_Problem requirements_
Go through each line of the records below and count those with the word "field". Give only the count.

_Supplied material_
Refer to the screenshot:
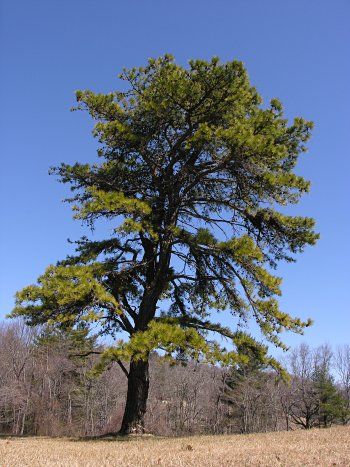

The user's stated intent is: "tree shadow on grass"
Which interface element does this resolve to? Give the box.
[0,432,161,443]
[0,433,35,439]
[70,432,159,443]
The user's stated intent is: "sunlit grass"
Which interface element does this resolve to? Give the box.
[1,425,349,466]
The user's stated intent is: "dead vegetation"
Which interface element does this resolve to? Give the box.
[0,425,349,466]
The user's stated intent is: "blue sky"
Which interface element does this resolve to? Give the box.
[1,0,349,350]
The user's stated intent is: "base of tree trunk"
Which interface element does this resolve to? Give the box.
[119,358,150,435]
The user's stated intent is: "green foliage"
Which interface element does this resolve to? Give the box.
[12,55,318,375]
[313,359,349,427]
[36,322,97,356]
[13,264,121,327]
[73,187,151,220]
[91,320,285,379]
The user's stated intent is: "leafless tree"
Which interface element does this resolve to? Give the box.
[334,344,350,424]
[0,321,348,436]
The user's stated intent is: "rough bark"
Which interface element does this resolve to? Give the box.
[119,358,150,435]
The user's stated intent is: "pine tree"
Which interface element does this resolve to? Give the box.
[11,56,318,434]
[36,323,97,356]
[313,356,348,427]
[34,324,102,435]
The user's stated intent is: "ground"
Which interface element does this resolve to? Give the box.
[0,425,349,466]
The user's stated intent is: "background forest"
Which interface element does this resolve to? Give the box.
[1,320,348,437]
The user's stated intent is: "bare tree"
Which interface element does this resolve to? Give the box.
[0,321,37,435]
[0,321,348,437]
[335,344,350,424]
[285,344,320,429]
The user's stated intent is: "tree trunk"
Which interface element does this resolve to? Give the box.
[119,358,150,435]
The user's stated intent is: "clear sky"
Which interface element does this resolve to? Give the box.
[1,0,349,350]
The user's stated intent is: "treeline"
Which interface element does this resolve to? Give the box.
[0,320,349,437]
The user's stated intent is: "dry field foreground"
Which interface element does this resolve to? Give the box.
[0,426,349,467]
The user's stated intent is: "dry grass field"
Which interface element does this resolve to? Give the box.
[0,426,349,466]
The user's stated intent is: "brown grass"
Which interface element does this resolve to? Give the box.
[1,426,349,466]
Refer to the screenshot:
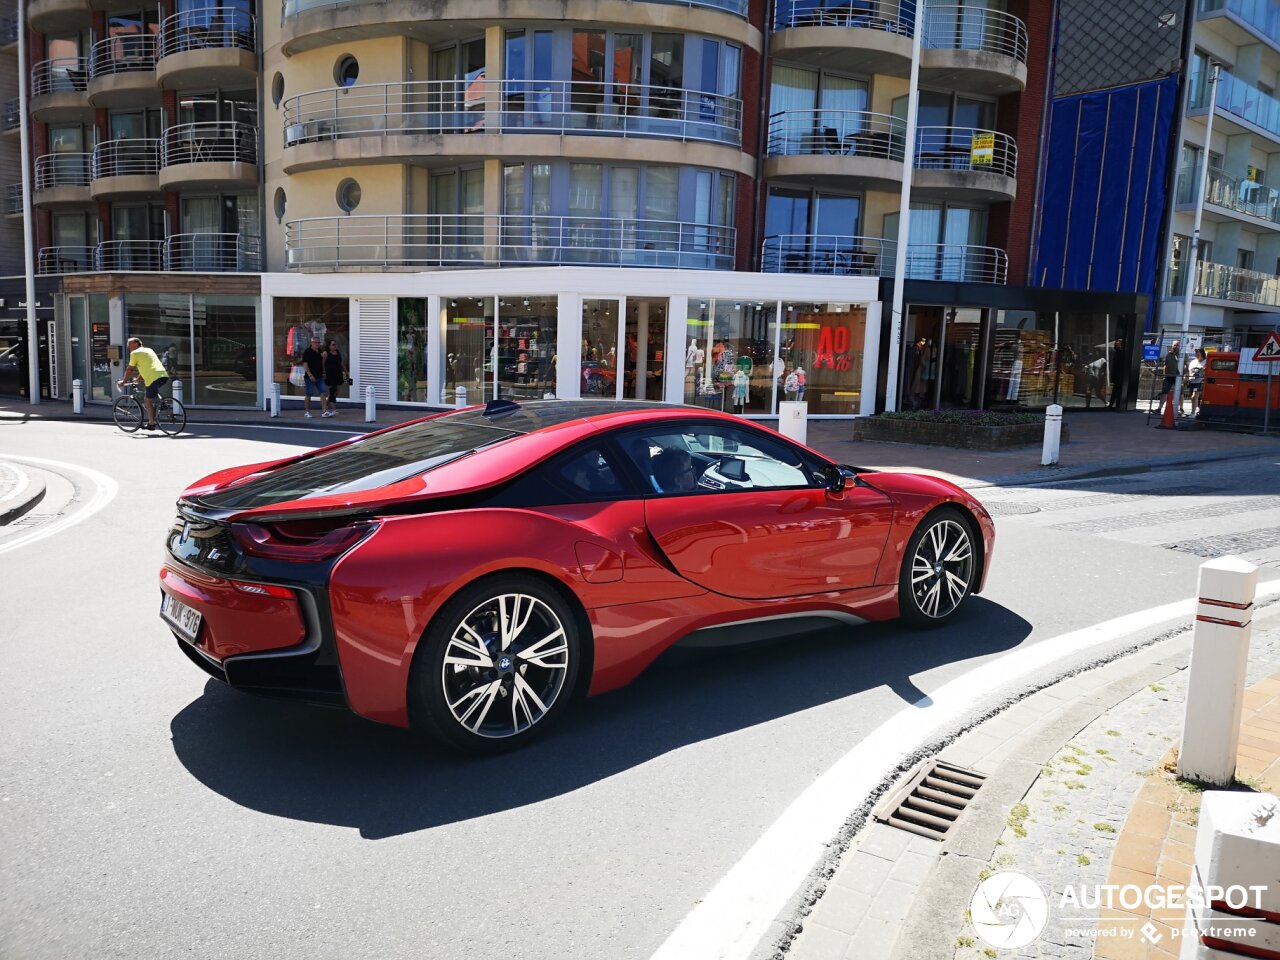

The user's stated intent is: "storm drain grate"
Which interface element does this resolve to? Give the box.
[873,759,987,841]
---
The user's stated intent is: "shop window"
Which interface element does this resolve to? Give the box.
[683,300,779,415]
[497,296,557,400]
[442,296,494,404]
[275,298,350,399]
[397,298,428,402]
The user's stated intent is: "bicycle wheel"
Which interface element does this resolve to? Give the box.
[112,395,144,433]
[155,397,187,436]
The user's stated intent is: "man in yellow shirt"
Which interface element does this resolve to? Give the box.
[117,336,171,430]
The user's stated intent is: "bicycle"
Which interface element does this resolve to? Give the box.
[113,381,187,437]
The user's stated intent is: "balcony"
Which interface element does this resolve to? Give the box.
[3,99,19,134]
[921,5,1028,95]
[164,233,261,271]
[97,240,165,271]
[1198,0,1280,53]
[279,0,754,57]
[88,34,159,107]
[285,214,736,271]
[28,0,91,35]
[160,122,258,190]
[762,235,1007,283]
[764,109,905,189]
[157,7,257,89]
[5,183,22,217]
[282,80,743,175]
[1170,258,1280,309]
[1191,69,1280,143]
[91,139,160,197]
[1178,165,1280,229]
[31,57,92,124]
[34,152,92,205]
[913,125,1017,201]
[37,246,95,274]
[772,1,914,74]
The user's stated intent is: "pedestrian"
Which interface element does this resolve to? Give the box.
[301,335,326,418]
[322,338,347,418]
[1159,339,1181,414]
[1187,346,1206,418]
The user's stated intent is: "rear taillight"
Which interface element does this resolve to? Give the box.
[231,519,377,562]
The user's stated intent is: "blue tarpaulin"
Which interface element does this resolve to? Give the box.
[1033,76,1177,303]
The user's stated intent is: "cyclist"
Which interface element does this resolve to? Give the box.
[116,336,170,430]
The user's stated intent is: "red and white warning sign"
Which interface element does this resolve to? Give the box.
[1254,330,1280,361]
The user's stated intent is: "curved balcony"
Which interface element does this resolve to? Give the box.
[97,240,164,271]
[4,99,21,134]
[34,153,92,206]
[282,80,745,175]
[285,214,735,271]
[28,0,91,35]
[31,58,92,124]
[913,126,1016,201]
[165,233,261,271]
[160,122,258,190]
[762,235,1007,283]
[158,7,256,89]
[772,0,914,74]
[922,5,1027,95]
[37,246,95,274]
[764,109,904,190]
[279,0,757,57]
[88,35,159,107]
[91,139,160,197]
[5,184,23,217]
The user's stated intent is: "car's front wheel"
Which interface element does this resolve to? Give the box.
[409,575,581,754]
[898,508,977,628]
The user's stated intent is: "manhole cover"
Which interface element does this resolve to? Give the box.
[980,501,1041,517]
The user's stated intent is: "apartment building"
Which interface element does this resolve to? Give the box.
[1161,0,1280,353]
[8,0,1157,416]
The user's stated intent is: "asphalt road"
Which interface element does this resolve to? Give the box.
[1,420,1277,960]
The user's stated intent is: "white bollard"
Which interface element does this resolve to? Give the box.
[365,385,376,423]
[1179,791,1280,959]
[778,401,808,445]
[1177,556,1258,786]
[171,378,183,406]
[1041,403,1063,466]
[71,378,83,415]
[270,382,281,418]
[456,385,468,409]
* * *
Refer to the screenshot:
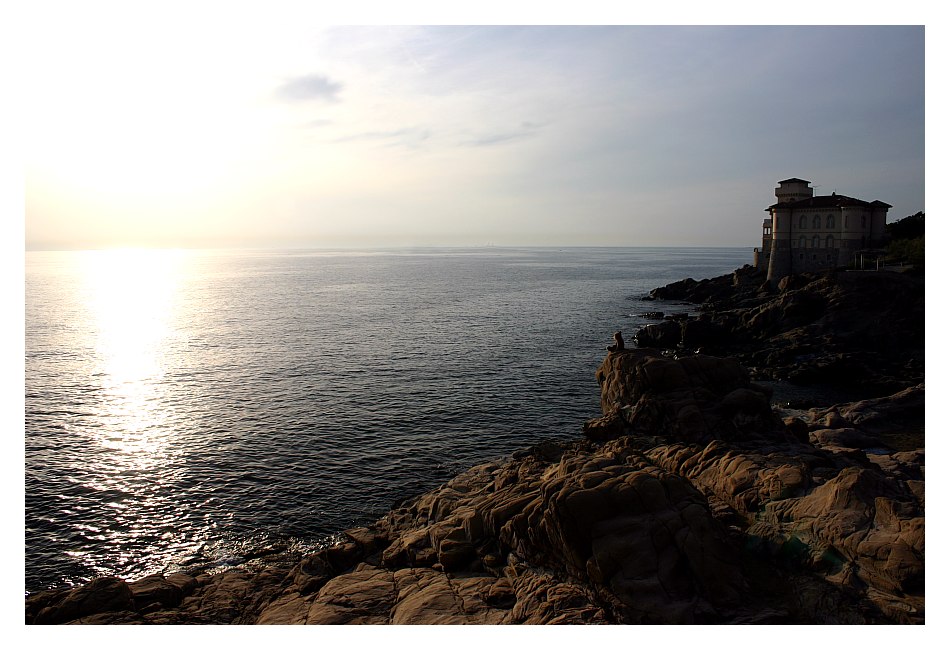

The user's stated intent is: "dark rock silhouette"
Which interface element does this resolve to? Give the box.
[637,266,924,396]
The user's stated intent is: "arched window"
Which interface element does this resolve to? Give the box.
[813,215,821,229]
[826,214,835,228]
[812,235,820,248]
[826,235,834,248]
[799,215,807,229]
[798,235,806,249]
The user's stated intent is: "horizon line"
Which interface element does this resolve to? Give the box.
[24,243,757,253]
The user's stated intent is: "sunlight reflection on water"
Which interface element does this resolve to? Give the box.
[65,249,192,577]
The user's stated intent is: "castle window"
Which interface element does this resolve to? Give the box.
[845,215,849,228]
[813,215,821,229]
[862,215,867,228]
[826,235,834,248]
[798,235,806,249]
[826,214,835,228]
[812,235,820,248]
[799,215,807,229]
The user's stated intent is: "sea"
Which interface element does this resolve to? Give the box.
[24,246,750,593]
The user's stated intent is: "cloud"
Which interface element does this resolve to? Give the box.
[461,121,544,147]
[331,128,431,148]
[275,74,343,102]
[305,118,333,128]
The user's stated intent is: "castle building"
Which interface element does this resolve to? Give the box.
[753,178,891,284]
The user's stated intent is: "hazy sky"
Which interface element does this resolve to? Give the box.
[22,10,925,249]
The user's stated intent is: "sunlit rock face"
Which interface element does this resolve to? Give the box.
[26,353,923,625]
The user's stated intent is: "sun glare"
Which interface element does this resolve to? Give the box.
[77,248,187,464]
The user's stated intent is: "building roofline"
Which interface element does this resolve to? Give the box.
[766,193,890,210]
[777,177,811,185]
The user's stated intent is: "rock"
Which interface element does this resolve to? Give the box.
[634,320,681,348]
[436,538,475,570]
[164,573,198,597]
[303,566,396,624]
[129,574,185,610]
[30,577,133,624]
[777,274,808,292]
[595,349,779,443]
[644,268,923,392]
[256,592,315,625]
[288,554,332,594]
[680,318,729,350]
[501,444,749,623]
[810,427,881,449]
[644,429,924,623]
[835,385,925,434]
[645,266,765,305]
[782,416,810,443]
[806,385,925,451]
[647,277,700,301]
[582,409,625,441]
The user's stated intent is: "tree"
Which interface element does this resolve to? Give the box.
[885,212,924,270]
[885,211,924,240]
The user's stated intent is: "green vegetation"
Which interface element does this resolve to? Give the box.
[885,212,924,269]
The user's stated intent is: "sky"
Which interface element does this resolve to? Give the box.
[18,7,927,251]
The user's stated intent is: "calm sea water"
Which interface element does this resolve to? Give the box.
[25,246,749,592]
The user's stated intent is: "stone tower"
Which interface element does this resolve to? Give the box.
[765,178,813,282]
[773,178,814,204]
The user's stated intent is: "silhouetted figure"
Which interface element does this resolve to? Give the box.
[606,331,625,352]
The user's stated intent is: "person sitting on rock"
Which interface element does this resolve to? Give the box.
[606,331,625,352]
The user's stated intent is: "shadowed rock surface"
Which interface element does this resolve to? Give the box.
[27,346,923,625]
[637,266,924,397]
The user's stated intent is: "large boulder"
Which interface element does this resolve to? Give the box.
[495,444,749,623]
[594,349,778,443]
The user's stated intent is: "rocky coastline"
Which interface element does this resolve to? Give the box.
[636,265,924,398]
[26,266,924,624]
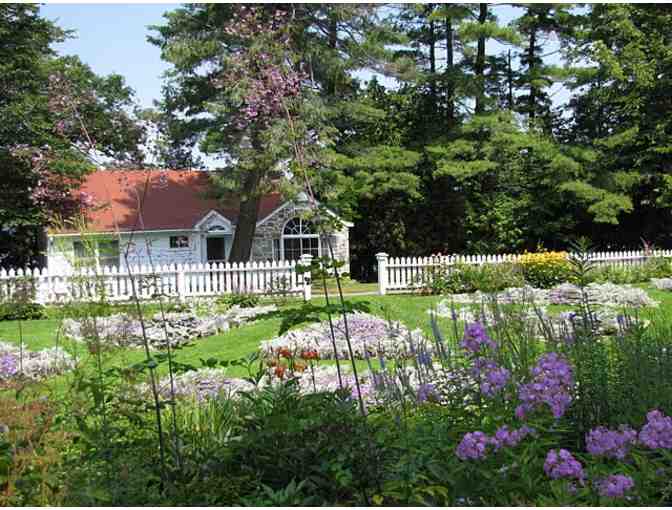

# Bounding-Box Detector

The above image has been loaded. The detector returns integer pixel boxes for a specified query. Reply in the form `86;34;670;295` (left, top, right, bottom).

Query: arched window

_Answer section_
2